DATA TO PROCESS:
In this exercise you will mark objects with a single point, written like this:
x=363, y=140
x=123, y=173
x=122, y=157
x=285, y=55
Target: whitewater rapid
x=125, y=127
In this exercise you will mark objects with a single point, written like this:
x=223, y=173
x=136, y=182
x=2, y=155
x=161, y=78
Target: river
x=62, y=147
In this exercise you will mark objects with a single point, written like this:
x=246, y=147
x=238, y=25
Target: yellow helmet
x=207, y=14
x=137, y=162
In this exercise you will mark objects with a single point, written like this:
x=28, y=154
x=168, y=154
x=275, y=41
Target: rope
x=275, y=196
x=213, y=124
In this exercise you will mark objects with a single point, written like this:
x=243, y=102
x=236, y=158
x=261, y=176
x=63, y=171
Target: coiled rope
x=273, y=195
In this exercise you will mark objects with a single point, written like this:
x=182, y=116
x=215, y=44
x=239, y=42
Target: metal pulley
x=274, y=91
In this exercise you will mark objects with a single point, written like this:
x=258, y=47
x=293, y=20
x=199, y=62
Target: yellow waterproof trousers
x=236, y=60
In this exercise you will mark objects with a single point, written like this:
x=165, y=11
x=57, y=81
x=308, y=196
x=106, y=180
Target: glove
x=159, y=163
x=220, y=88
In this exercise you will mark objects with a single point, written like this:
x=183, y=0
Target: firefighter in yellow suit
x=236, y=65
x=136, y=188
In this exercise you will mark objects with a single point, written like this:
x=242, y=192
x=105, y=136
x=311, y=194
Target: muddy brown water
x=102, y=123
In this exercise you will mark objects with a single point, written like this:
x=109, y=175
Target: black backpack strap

WHAT IS BEING ASKED:
Reproduce every row above line for line, without changing anything.

PROBLEM SOLUTION:
In this exercise you will mark objects with a single point, written like this:
x=363, y=140
x=123, y=173
x=122, y=157
x=285, y=55
Target: whitewater rapid
x=125, y=127
In this exercise you will mark objects with a single point, written like this:
x=223, y=173
x=136, y=182
x=2, y=155
x=161, y=78
Target: river
x=62, y=147
In this exercise you will mark objects with a single point, written like this:
x=246, y=147
x=238, y=25
Target: yellow helmet
x=207, y=14
x=137, y=162
In this exercise you will mark objects with a single point, written like this:
x=28, y=154
x=168, y=154
x=275, y=41
Target: rope
x=275, y=196
x=213, y=124
In this exercise you will mark objects with a single point, written like this:
x=243, y=102
x=236, y=158
x=261, y=176
x=63, y=171
Target: coiled rope
x=273, y=195
In this exercise you will mark objects with a single point, written like this:
x=182, y=116
x=215, y=44
x=239, y=42
Target: metal pulley
x=274, y=91
In this exercise you will mark objects with a single point, written like this:
x=258, y=47
x=293, y=20
x=199, y=62
Target: yellow waterproof trousers
x=236, y=60
In this exercise you will mark objects with a single point, written like this:
x=165, y=11
x=57, y=81
x=308, y=196
x=106, y=180
Target: glove
x=159, y=163
x=220, y=88
In this exercise you will mark objects with a single point, written like this:
x=183, y=0
Target: firefighter in yellow suit
x=236, y=65
x=136, y=188
In this exercise you will mark objects with a single point, written like this:
x=242, y=192
x=105, y=136
x=311, y=194
Target: muddy brown water
x=102, y=123
In this exercise you will mark objects with a single point, written like this:
x=109, y=175
Target: black backpack strap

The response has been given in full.